Start of Material shown

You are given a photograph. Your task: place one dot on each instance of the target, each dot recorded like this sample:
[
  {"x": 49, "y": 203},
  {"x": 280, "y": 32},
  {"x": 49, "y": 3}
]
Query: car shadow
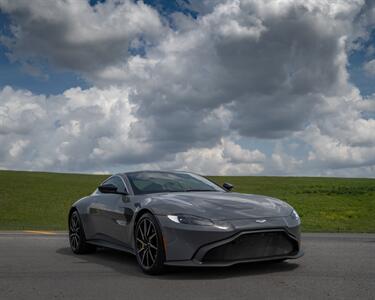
[{"x": 126, "y": 264}]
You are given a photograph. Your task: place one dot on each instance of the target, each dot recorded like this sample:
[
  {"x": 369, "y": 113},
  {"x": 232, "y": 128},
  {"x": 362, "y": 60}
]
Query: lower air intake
[{"x": 253, "y": 246}]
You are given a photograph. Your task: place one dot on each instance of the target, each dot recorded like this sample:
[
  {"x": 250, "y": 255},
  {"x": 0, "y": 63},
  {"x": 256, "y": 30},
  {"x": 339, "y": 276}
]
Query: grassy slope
[{"x": 30, "y": 200}]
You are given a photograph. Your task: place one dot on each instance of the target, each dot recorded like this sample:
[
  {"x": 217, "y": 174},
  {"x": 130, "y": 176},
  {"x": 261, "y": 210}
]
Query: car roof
[{"x": 154, "y": 171}]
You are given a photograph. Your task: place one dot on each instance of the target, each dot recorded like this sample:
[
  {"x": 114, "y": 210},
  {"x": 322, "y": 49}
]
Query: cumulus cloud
[
  {"x": 369, "y": 67},
  {"x": 184, "y": 96},
  {"x": 74, "y": 35}
]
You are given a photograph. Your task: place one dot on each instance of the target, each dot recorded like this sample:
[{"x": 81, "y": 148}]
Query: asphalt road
[{"x": 35, "y": 266}]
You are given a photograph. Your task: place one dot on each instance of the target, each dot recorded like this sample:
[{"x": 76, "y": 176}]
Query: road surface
[{"x": 40, "y": 265}]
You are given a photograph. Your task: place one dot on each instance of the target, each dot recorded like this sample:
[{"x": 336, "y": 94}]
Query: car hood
[{"x": 219, "y": 205}]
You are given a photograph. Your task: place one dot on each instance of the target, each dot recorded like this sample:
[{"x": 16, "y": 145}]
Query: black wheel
[
  {"x": 149, "y": 245},
  {"x": 77, "y": 236}
]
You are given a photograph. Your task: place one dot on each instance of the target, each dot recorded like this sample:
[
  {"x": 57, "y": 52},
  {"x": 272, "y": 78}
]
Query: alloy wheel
[
  {"x": 146, "y": 243},
  {"x": 74, "y": 231}
]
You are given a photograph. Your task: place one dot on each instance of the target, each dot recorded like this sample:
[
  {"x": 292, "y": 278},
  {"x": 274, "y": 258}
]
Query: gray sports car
[{"x": 183, "y": 219}]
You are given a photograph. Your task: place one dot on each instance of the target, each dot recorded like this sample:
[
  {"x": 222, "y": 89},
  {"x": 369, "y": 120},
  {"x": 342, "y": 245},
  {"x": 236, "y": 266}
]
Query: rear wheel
[
  {"x": 77, "y": 237},
  {"x": 149, "y": 245}
]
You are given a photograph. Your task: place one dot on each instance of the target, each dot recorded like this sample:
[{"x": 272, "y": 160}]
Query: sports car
[{"x": 183, "y": 219}]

End of Material shown

# Task brief
No pictures belong in the copy. Repeat the listing above exactly.

# Answer section
You are given a photograph. Your task: place one dot on each instance of the target, each dot recorded like this sample:
[
  {"x": 49, "y": 203},
  {"x": 280, "y": 32},
  {"x": 49, "y": 3}
]
Query: car shadow
[{"x": 126, "y": 264}]
You are given a photograph. Your task: place one dot on each instance of the target, each dot recorded like this sample:
[
  {"x": 369, "y": 113},
  {"x": 232, "y": 128},
  {"x": 362, "y": 60}
]
Query: lower air intake
[{"x": 253, "y": 246}]
You are given a photograph. Your task: place one dot on each instance of the target, each dot recorded like this sample:
[
  {"x": 250, "y": 255},
  {"x": 0, "y": 63},
  {"x": 256, "y": 30},
  {"x": 339, "y": 276}
]
Query: grassy slope
[{"x": 30, "y": 200}]
You are given a photograph. Your task: place one dot on each instance of the target, each dot recorded like this sample:
[
  {"x": 217, "y": 174},
  {"x": 130, "y": 176},
  {"x": 261, "y": 210}
]
Query: car roof
[{"x": 154, "y": 171}]
You are given a photograph. Your task: place one dot on each instance of the target, each dot recorded like this sample:
[
  {"x": 114, "y": 210},
  {"x": 322, "y": 49}
]
Query: cumulus cloud
[
  {"x": 369, "y": 67},
  {"x": 184, "y": 96},
  {"x": 74, "y": 35}
]
You are given a photograph. Your task: place one dot on each instance of the target, each dot recorded like this sample:
[{"x": 81, "y": 148}]
Query: asphalt road
[{"x": 35, "y": 266}]
You are given a photograph. Your task: place one dot on each instance of the target, each dot recorded like this sample:
[{"x": 76, "y": 176}]
Query: road surface
[{"x": 40, "y": 265}]
You are given a photograph. Your task: place one dot on each instance of the target, each dot recorded like this sample:
[{"x": 336, "y": 94}]
Query: car hood
[{"x": 219, "y": 205}]
You are given a photograph. Your task: place one dot on each instance of the target, each dot recorded like this sample:
[{"x": 16, "y": 145}]
Query: black wheel
[
  {"x": 149, "y": 245},
  {"x": 77, "y": 236}
]
You are given a photograph. Your task: place one dot on each instance of the target, each dot recorded like this sample:
[
  {"x": 57, "y": 52},
  {"x": 272, "y": 78}
]
Query: alloy wheel
[
  {"x": 146, "y": 243},
  {"x": 74, "y": 231}
]
You are given a photograph. Your task: place one dot on each instance of the target, each dot recorded like this sample:
[
  {"x": 292, "y": 278},
  {"x": 274, "y": 258}
]
Query: gray sports car
[{"x": 183, "y": 219}]
You are given a photograph. Your task: place one dot on each instance of the target, each dot recorded like this sample:
[
  {"x": 222, "y": 89},
  {"x": 369, "y": 120},
  {"x": 342, "y": 245},
  {"x": 236, "y": 266}
]
Query: rear wheel
[
  {"x": 77, "y": 237},
  {"x": 149, "y": 245}
]
You are given a photograph. Your task: place one dot on each instance of the target, each dot recorded like this sample:
[{"x": 272, "y": 160}]
Query: sports car
[{"x": 183, "y": 219}]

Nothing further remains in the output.